◆ **Aim of the task**:
Render only the stretch of the entries below that runs from the line containing "I'd appreciate your help locating every stainless" through the line containing "0 1 321 425", both ends included, as a Markdown table with the columns Row and Text. Put each line's sequential number under Row and the line itself under Text, and leave out any blank lines.

◆ **Material**:
● ● ● ●
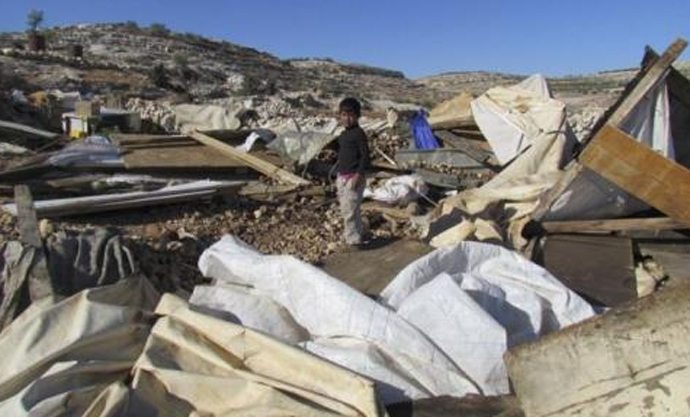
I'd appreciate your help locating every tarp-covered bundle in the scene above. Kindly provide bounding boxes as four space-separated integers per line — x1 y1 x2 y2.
● ● ● ●
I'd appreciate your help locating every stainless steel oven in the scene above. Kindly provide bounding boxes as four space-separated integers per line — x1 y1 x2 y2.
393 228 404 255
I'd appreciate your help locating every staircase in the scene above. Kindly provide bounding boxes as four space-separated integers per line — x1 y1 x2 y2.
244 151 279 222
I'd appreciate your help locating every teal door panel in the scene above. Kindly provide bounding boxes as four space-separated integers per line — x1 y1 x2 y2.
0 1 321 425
● ● ● ●
◆ **Result of the exercise**:
| Row | Text |
|---|---|
| 1 | I'd appreciate your help locating every stainless steel oven in the scene above. Kindly provide bounding boxes as four space-separated integers per line — x1 y1 x2 y2. |
| 2 | 393 228 404 255 |
| 3 | I'd appreciate your help locating every staircase in the scene above. Kindly provide bounding boxes as four space-separated integers per line — x1 y1 x2 y2. |
| 4 | 244 151 279 222 |
| 5 | I'd appreciate your help locating every teal door panel in the scene above. Kindly provide bounding boxes as four space-separated integers per line — x1 y1 x2 y2. |
| 6 | 0 1 321 425 |